Aim: Reproduce the material from the line containing "Where can the blue snowflake" through the line containing "<point>220,597</point>", both included, with every occurrence of "chest pocket" changed to "breast pocket" and nothing else altered.

[Dataset excerpts on object pointing]
--- start ---

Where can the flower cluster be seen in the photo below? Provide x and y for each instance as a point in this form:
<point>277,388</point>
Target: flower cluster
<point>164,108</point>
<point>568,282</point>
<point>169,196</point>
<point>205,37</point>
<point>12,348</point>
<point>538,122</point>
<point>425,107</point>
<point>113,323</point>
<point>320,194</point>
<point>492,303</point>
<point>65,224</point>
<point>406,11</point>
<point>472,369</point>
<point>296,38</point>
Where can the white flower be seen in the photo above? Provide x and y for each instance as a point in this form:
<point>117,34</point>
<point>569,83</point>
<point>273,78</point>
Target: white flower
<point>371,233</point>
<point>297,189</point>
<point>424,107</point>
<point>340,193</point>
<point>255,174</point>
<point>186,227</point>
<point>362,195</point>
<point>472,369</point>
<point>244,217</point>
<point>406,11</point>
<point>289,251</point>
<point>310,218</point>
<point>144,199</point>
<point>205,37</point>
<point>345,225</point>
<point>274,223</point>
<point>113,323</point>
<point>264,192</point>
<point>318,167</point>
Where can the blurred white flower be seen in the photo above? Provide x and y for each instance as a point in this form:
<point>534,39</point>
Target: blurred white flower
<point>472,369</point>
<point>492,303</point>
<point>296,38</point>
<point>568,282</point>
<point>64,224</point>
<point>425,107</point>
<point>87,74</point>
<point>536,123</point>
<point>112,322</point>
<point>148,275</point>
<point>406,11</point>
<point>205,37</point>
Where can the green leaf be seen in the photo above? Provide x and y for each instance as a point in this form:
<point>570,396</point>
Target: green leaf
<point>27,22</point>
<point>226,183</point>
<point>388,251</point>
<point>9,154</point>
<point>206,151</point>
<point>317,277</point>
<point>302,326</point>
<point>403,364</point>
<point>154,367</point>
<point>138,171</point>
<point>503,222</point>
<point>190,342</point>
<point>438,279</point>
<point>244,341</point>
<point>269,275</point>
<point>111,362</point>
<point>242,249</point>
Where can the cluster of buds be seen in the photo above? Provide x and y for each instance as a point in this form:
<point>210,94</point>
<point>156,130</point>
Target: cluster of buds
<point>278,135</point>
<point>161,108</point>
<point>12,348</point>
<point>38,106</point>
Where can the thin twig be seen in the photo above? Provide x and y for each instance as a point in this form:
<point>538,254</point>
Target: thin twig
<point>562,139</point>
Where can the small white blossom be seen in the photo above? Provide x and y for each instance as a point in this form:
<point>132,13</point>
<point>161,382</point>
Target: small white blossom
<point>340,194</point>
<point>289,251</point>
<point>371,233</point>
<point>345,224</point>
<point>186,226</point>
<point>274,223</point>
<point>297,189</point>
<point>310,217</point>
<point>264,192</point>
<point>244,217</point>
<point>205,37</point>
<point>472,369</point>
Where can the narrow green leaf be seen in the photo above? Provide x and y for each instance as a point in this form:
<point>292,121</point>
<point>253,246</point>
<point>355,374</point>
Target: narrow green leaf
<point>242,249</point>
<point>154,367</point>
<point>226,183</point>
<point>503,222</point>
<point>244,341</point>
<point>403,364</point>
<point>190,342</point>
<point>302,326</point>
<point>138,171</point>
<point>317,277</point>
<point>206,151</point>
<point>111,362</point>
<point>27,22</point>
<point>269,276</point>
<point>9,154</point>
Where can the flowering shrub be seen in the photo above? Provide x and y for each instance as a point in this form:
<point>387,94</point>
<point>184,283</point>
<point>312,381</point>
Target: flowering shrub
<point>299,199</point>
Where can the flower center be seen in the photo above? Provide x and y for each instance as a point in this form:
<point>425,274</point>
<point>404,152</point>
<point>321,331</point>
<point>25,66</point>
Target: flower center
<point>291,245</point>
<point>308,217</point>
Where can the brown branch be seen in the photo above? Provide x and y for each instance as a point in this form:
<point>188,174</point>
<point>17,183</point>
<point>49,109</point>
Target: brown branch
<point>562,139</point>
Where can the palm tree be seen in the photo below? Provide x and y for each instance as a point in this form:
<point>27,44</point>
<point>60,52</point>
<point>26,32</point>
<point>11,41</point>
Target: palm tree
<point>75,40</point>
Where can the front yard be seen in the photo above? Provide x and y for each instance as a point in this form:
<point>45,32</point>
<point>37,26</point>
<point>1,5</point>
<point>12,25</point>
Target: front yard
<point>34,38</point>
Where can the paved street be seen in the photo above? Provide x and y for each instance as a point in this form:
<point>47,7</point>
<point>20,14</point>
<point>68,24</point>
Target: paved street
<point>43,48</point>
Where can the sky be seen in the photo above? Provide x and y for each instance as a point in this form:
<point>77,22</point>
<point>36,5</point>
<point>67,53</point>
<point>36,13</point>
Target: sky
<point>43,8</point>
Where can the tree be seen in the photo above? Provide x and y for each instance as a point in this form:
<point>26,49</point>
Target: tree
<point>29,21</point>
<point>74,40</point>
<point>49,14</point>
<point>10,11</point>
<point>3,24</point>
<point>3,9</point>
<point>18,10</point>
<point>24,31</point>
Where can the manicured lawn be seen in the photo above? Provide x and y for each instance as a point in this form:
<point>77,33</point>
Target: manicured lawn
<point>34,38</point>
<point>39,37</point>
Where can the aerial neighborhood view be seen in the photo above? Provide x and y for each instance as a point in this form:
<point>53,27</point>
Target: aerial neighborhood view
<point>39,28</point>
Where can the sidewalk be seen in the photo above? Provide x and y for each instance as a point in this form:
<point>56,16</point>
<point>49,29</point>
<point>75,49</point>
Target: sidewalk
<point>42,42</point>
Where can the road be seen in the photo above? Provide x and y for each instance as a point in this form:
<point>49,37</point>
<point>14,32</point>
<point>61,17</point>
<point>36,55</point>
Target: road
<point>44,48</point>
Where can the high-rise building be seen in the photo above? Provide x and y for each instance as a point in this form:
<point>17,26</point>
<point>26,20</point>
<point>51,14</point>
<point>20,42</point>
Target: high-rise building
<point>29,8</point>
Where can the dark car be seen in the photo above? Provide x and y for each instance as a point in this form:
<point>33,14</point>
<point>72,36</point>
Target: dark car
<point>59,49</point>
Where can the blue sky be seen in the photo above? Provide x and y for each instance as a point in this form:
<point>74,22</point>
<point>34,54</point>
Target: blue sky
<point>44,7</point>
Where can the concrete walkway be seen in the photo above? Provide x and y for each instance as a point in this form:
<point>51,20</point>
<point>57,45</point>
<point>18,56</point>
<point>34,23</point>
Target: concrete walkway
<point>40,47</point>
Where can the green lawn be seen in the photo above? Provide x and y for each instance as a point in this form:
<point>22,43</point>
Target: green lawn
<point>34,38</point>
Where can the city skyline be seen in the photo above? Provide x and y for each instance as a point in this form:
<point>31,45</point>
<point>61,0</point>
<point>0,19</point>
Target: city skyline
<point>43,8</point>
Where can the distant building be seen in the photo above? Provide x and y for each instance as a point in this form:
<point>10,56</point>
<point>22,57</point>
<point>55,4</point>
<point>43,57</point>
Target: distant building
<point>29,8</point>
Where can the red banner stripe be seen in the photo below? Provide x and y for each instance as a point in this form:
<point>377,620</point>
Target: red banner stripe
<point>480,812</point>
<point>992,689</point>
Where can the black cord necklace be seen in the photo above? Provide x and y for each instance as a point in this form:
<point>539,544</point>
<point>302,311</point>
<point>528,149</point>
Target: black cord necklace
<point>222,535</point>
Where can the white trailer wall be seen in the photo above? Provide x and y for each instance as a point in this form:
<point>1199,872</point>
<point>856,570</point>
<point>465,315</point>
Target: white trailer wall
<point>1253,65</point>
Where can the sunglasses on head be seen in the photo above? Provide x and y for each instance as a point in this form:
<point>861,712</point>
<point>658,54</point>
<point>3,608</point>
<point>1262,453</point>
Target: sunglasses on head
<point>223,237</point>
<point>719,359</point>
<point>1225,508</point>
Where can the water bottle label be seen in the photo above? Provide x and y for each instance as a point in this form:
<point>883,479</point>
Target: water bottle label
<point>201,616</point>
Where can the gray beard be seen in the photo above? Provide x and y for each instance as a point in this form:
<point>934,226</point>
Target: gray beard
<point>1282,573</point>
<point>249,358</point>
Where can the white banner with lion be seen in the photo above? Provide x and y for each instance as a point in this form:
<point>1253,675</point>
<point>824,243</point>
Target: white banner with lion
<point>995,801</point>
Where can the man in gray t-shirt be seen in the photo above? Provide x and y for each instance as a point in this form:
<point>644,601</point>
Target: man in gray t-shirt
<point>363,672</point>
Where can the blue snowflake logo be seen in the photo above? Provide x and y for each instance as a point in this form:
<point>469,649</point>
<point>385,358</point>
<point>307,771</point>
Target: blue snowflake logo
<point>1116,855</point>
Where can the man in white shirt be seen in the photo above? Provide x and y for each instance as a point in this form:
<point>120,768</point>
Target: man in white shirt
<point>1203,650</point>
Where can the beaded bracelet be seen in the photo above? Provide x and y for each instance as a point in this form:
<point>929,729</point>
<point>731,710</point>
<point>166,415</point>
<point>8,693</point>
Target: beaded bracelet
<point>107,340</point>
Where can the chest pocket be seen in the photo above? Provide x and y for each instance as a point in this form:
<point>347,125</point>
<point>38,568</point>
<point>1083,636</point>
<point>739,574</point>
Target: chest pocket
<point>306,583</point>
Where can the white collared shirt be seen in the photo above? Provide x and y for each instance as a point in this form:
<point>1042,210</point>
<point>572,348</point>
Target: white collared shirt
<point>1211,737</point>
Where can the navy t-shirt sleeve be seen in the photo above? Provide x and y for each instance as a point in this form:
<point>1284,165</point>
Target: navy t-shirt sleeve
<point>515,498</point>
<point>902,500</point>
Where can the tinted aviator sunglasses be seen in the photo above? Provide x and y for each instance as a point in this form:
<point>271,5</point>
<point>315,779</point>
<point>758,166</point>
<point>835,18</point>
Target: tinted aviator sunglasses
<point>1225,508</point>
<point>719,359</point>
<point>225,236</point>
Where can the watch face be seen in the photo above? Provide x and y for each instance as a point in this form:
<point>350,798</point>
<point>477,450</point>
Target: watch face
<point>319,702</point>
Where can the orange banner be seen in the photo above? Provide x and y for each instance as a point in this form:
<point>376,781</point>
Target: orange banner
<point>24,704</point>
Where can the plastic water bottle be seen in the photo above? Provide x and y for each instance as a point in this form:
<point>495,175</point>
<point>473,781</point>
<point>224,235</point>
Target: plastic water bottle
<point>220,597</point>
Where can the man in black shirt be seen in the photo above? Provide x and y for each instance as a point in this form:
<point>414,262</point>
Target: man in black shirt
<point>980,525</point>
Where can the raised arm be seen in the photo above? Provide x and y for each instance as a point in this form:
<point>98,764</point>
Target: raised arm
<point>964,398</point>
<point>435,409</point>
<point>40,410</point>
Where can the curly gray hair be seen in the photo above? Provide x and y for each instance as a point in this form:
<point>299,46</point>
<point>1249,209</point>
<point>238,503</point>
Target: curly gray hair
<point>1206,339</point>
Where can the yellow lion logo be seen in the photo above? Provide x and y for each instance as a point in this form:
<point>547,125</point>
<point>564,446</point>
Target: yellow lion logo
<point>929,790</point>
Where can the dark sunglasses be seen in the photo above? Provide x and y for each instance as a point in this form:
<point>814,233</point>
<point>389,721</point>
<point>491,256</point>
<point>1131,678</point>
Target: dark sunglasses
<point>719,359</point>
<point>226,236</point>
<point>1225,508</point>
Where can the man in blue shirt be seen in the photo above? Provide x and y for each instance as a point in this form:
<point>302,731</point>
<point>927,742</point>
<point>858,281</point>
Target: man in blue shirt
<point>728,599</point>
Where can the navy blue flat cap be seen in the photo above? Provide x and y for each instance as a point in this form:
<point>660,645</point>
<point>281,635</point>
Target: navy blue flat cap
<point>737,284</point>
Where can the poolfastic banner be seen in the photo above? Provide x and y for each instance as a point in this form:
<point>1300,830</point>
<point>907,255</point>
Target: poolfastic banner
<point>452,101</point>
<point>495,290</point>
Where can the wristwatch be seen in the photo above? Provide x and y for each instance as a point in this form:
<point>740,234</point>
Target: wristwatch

--- end ---

Response below:
Where can the blue snowflake logo be seen in the photo above? Provide x and y for each instance as a point in this form:
<point>469,649</point>
<point>385,358</point>
<point>307,771</point>
Target: blue snowflake logo
<point>1116,855</point>
Where can the man in white shirt be seen in the photo above? Provide x and y for each instance as a point in this form:
<point>120,768</point>
Target: man in white shirt
<point>1203,650</point>
Where can the beaded bracelet be seen in the photo above? Provide x and y for each instance as a point in this form:
<point>929,729</point>
<point>731,710</point>
<point>166,415</point>
<point>8,693</point>
Target: beaded bracelet
<point>107,340</point>
Where can the breast pocket be seen in the photo above? Provide x and y for each instance as a point in this form:
<point>347,125</point>
<point>38,568</point>
<point>1083,636</point>
<point>739,574</point>
Target: breast pocket
<point>306,583</point>
Where can the white collared shirt be seen in the photo above? Provide x and y for each instance as a point in this form:
<point>1042,210</point>
<point>572,348</point>
Target: white collared shirt
<point>1211,737</point>
Where can the navy t-shirt sleeve be seen in the photo above? Provide x and y for each instance as a point in this form:
<point>1284,165</point>
Target: navy t-shirt sleeve
<point>515,498</point>
<point>902,500</point>
Where can the tinted aviator sunglasses be seen in the photo above? Provide x and y for each instance as a point in this form:
<point>271,5</point>
<point>315,779</point>
<point>758,166</point>
<point>835,18</point>
Target: tinted aviator sunglasses
<point>1225,508</point>
<point>719,359</point>
<point>225,236</point>
Where can the watch face be seen in the photo above? Provide x and y for each instance as a point in this form:
<point>350,798</point>
<point>477,450</point>
Target: watch face
<point>319,702</point>
Where can the orange banner be seen in the photo above? Provide x and y for each instance as a point in this form:
<point>376,781</point>
Target: orange banner
<point>24,704</point>
Where can the plastic water bottle be seen in the photo above? Provide x and y for each instance as a point in this form:
<point>495,175</point>
<point>473,781</point>
<point>224,235</point>
Target: plastic water bottle
<point>220,597</point>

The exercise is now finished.